=== TESTO SELEZIONATO ===
+ + +
Gentile direttore,
faccio riferimento alle numerose opinioni che si sono avvicendate sulla stampa locale in merito al Parco commerciale la Fucina, localizzato a ridosso del casello autostradale di Imola. Le propongo alcune brevi e sintetiche riflessioni.

Fabbisogno

Riporto alcuni dati quantitativi relativi alle attività presenti nel Parco commerciale, desunte dalla scheda tecnica, consultabile sul web: 91 le piccole e medie superfici per attività commercial, 6.491 mq. di superficie cinema con 12 sale attrezzate, 11 le attività per il tempo libero e la ristorazione, 2.621 i posti auto, 220.000 circa i residenti come bacino d’utenza. La prima domanda è sulla base di quali valutazioni e in quali ambiti siano stati riscontrati queste esigenze/bisogni del territorio di riferimento, sociale ed economico, e quali siano i dati che hanno consentito di decidere/avviare un intervento che incide fortemente sull’assetto del sistema-città imolese e del territorio vasto di riferimento.

Fruizione sostenibile del territorio e mobilità
Leggendo la presentazione della brochure sul web, mi hanno colpito due concetti chiave: il primo è l’ipotesi che in soli trenta minuti, una quantità enorme di persone possano riversarsi nella “Fucina” uscendo dall’autostrada, fruire degli spazi e delle attività presenti, per poi riprendere l’autostrada e tornare dal proprio punto di partenza; il secondo è la dimensione della dotazione di parcheggi vicino al casello autostradale.
+ + +
=== DATI REGISTRATI ===
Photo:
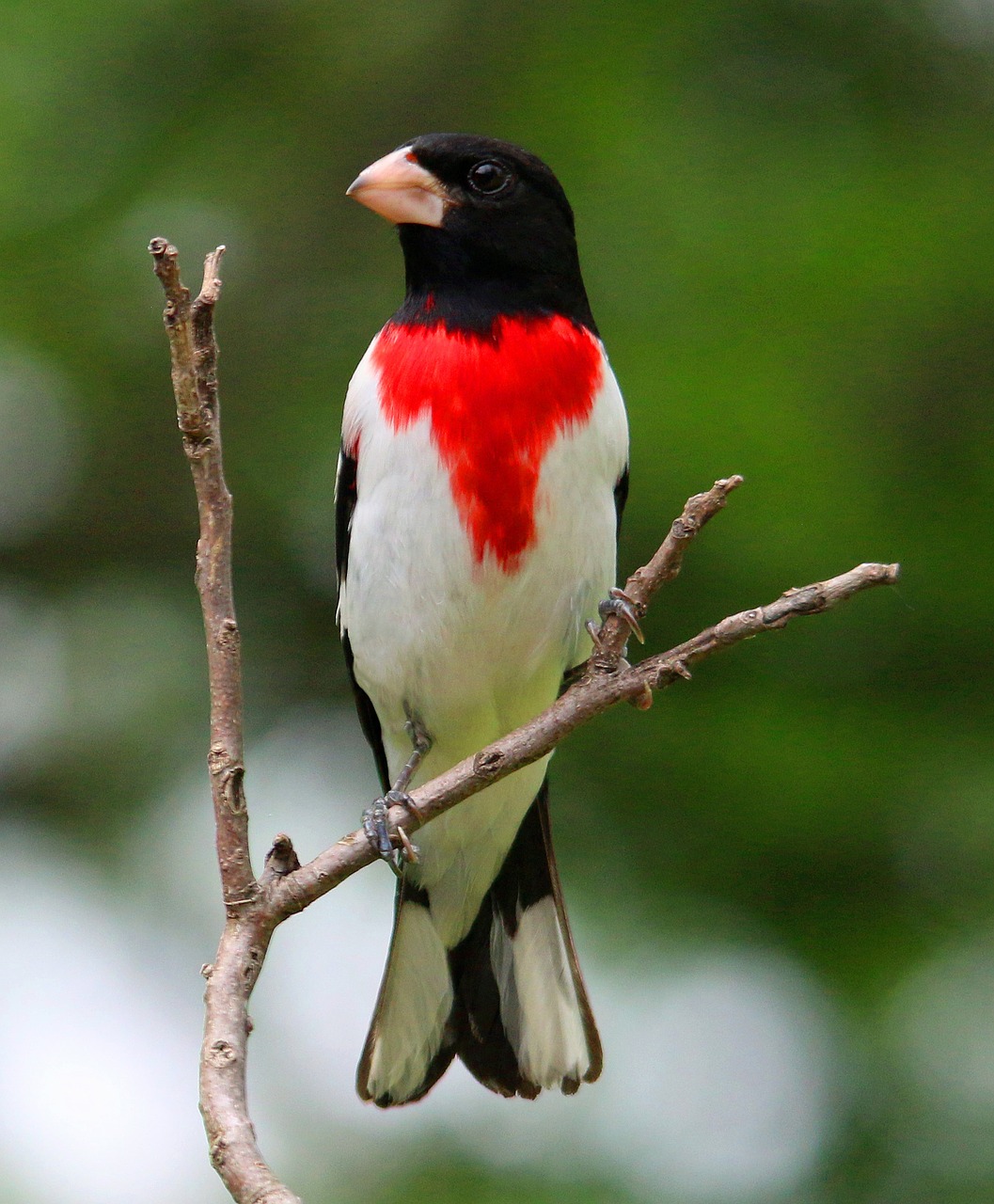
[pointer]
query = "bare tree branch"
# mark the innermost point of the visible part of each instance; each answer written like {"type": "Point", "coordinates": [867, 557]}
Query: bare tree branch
{"type": "Point", "coordinates": [257, 907]}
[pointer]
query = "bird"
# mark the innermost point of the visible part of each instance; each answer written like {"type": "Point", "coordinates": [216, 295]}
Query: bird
{"type": "Point", "coordinates": [481, 483]}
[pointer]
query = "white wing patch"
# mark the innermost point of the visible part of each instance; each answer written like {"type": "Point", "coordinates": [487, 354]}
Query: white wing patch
{"type": "Point", "coordinates": [539, 1009]}
{"type": "Point", "coordinates": [416, 1003]}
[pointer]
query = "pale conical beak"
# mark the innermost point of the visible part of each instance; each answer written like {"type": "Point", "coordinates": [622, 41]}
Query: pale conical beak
{"type": "Point", "coordinates": [401, 190]}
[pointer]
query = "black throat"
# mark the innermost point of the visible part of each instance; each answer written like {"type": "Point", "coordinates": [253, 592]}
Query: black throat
{"type": "Point", "coordinates": [465, 280]}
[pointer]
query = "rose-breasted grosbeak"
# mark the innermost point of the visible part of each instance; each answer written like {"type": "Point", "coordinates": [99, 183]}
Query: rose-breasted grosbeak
{"type": "Point", "coordinates": [481, 480]}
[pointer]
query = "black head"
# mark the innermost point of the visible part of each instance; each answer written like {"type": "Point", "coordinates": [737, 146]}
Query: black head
{"type": "Point", "coordinates": [485, 229]}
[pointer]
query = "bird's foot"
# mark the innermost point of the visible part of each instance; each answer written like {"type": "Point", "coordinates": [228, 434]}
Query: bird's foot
{"type": "Point", "coordinates": [620, 603]}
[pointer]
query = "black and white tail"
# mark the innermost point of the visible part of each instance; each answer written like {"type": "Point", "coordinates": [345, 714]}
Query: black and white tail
{"type": "Point", "coordinates": [508, 998]}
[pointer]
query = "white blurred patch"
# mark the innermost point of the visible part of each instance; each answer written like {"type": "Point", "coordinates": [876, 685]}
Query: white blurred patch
{"type": "Point", "coordinates": [33, 672]}
{"type": "Point", "coordinates": [943, 1022]}
{"type": "Point", "coordinates": [38, 451]}
{"type": "Point", "coordinates": [98, 1080]}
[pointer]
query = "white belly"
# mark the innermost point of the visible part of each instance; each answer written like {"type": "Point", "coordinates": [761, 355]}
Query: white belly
{"type": "Point", "coordinates": [469, 648]}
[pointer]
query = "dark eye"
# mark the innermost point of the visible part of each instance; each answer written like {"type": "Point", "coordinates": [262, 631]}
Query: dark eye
{"type": "Point", "coordinates": [489, 177]}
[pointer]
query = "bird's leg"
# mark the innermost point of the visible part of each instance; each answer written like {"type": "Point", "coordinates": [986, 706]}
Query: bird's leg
{"type": "Point", "coordinates": [618, 602]}
{"type": "Point", "coordinates": [374, 817]}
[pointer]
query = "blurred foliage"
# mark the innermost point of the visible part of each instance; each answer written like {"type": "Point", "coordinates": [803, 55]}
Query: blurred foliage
{"type": "Point", "coordinates": [784, 217]}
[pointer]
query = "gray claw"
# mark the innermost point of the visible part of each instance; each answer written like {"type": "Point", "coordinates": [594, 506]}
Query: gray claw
{"type": "Point", "coordinates": [624, 609]}
{"type": "Point", "coordinates": [374, 826]}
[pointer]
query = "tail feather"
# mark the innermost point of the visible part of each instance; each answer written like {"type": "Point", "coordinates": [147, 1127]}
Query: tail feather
{"type": "Point", "coordinates": [508, 998]}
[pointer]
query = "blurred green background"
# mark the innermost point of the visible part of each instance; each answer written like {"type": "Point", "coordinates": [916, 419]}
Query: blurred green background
{"type": "Point", "coordinates": [782, 876]}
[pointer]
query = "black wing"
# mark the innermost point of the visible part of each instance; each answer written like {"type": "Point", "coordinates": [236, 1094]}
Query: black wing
{"type": "Point", "coordinates": [344, 506]}
{"type": "Point", "coordinates": [621, 497]}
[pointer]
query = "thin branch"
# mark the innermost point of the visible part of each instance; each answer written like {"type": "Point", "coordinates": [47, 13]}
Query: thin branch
{"type": "Point", "coordinates": [246, 932]}
{"type": "Point", "coordinates": [194, 352]}
{"type": "Point", "coordinates": [257, 908]}
{"type": "Point", "coordinates": [592, 695]}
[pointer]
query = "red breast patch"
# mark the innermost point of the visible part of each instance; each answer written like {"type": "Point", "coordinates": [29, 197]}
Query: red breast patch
{"type": "Point", "coordinates": [495, 403]}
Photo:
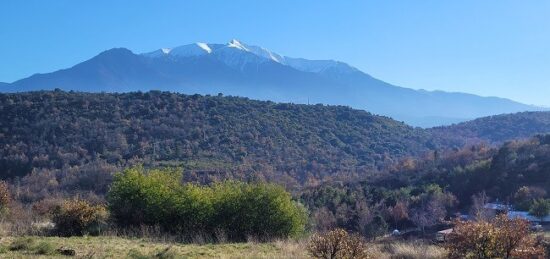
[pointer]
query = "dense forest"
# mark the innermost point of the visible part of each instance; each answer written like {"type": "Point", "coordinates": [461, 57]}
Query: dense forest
{"type": "Point", "coordinates": [55, 142]}
{"type": "Point", "coordinates": [427, 190]}
{"type": "Point", "coordinates": [63, 130]}
{"type": "Point", "coordinates": [349, 168]}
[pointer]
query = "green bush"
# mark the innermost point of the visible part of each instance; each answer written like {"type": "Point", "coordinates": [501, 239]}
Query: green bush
{"type": "Point", "coordinates": [77, 217]}
{"type": "Point", "coordinates": [22, 243]}
{"type": "Point", "coordinates": [238, 210]}
{"type": "Point", "coordinates": [44, 248]}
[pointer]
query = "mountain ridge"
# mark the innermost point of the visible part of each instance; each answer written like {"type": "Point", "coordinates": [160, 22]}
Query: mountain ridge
{"type": "Point", "coordinates": [255, 72]}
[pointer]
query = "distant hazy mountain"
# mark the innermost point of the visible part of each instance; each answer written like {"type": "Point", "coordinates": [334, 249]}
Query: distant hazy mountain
{"type": "Point", "coordinates": [244, 70]}
{"type": "Point", "coordinates": [495, 129]}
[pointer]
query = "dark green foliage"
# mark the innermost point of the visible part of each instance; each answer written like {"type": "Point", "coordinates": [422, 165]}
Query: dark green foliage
{"type": "Point", "coordinates": [540, 208]}
{"type": "Point", "coordinates": [238, 210]}
{"type": "Point", "coordinates": [54, 130]}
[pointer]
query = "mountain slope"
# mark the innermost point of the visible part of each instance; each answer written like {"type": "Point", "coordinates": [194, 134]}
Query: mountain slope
{"type": "Point", "coordinates": [54, 130]}
{"type": "Point", "coordinates": [496, 129]}
{"type": "Point", "coordinates": [239, 69]}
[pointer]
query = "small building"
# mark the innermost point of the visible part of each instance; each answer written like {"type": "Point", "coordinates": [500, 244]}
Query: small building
{"type": "Point", "coordinates": [514, 214]}
{"type": "Point", "coordinates": [497, 207]}
{"type": "Point", "coordinates": [442, 236]}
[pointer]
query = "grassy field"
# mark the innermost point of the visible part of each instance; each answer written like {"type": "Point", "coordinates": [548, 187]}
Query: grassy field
{"type": "Point", "coordinates": [117, 247]}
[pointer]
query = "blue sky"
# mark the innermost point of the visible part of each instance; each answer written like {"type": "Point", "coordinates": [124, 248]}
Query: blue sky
{"type": "Point", "coordinates": [490, 47]}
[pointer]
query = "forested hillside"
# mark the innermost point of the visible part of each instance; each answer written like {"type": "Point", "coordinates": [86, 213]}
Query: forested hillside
{"type": "Point", "coordinates": [421, 191]}
{"type": "Point", "coordinates": [214, 135]}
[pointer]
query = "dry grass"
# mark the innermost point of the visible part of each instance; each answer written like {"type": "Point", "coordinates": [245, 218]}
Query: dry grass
{"type": "Point", "coordinates": [117, 247]}
{"type": "Point", "coordinates": [120, 247]}
{"type": "Point", "coordinates": [406, 250]}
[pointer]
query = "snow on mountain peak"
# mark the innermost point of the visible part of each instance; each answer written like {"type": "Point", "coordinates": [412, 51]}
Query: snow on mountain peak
{"type": "Point", "coordinates": [237, 44]}
{"type": "Point", "coordinates": [236, 54]}
{"type": "Point", "coordinates": [205, 47]}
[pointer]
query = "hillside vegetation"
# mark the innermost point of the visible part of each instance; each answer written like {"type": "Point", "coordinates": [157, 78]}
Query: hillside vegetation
{"type": "Point", "coordinates": [67, 131]}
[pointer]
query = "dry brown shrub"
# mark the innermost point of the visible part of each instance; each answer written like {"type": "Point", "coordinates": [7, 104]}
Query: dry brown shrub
{"type": "Point", "coordinates": [499, 238]}
{"type": "Point", "coordinates": [78, 217]}
{"type": "Point", "coordinates": [337, 244]}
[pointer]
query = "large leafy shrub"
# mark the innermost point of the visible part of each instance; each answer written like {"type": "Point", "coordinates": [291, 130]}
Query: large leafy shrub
{"type": "Point", "coordinates": [238, 210]}
{"type": "Point", "coordinates": [78, 217]}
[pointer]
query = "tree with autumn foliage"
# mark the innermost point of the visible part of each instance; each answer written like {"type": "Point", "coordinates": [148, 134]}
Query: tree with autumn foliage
{"type": "Point", "coordinates": [501, 237]}
{"type": "Point", "coordinates": [337, 243]}
{"type": "Point", "coordinates": [5, 198]}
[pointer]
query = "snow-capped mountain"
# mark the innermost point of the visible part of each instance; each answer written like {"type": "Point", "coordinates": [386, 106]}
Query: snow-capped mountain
{"type": "Point", "coordinates": [236, 68]}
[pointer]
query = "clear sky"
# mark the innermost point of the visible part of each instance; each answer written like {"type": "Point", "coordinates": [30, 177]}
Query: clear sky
{"type": "Point", "coordinates": [490, 47]}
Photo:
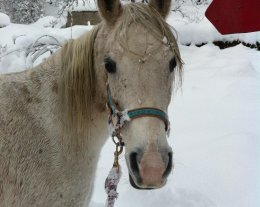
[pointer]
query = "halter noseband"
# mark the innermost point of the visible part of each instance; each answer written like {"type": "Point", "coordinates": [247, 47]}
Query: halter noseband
{"type": "Point", "coordinates": [123, 116]}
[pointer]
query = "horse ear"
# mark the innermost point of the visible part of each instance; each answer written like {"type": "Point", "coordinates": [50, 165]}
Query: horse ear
{"type": "Point", "coordinates": [162, 6]}
{"type": "Point", "coordinates": [110, 10]}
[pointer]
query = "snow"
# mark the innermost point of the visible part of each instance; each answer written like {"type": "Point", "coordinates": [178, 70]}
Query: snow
{"type": "Point", "coordinates": [214, 118]}
{"type": "Point", "coordinates": [215, 135]}
{"type": "Point", "coordinates": [4, 20]}
{"type": "Point", "coordinates": [85, 5]}
{"type": "Point", "coordinates": [195, 28]}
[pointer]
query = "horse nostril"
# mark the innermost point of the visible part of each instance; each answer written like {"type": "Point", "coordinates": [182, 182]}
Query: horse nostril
{"type": "Point", "coordinates": [169, 165]}
{"type": "Point", "coordinates": [134, 163]}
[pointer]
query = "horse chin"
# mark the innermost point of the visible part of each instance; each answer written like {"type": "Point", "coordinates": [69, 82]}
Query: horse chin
{"type": "Point", "coordinates": [140, 187]}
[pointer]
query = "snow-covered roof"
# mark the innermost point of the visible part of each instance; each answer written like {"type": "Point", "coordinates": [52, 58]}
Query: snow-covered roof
{"type": "Point", "coordinates": [84, 5]}
{"type": "Point", "coordinates": [4, 20]}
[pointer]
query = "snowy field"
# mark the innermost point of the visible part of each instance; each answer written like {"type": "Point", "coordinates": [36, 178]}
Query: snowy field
{"type": "Point", "coordinates": [214, 118]}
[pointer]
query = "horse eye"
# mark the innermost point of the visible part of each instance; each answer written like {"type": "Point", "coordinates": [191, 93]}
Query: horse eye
{"type": "Point", "coordinates": [172, 64]}
{"type": "Point", "coordinates": [110, 65]}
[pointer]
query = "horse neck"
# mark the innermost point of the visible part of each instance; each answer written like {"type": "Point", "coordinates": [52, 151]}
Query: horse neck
{"type": "Point", "coordinates": [47, 75]}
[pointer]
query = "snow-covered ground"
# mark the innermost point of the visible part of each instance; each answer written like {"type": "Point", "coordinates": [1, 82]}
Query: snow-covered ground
{"type": "Point", "coordinates": [215, 135]}
{"type": "Point", "coordinates": [214, 118]}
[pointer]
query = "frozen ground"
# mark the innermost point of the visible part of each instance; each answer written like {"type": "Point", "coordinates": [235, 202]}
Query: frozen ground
{"type": "Point", "coordinates": [215, 119]}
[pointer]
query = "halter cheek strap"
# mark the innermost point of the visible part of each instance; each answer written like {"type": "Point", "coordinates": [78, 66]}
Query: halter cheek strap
{"type": "Point", "coordinates": [135, 113]}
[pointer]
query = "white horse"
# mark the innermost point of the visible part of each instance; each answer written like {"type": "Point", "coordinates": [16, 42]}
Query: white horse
{"type": "Point", "coordinates": [53, 118]}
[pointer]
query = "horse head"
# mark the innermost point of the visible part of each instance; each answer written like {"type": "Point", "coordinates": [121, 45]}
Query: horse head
{"type": "Point", "coordinates": [140, 58]}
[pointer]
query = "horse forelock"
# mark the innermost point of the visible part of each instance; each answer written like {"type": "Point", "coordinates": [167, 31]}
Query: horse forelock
{"type": "Point", "coordinates": [149, 18]}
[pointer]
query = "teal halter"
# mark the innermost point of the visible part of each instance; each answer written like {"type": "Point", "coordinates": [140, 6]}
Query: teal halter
{"type": "Point", "coordinates": [137, 113]}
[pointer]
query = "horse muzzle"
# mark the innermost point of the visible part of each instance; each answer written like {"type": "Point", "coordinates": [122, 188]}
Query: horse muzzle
{"type": "Point", "coordinates": [149, 169]}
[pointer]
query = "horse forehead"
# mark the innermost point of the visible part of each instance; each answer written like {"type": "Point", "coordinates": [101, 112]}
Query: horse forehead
{"type": "Point", "coordinates": [141, 41]}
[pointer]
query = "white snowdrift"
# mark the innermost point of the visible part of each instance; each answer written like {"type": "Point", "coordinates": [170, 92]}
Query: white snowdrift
{"type": "Point", "coordinates": [4, 20]}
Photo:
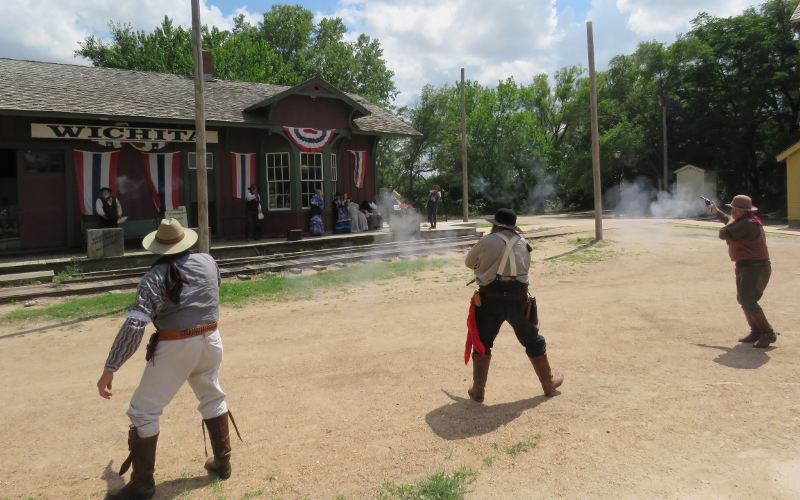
+ + +
=== COMPITI ASSEGNATI ===
[1] Riscrivi il passo della lettera sul Parco commerciale la Fucina che comincia con "Fruizione sostenibile del" e si ferma dopo "al casello autostradale.". Sostituisci "trenta minuti" con "quaranta minuti".
[2] Per favore, indica quanti posti auto conta il Parco commerciale secondo la lettera sul Parco commerciale la Fucina.

=== SOLUZIONI DEI COMPITI ===
[1]
Fruizione sostenibile del territorio e mobilità
Leggendo la presentazione della brochure sul web, mi hanno colpito due concetti chiave: il primo è l’ipotesi che in soli quaranta minuti, una quantità enorme di persone possano riversarsi nella “Fucina” uscendo dall’autostrada, fruire degli spazi e delle attività presenti, per poi riprendere l’autostrada e tornare dal proprio punto di partenza; il secondo è la dimensione della dotazione di parcheggi vicino al casello autostradale.

[2] 2.621 posti auto.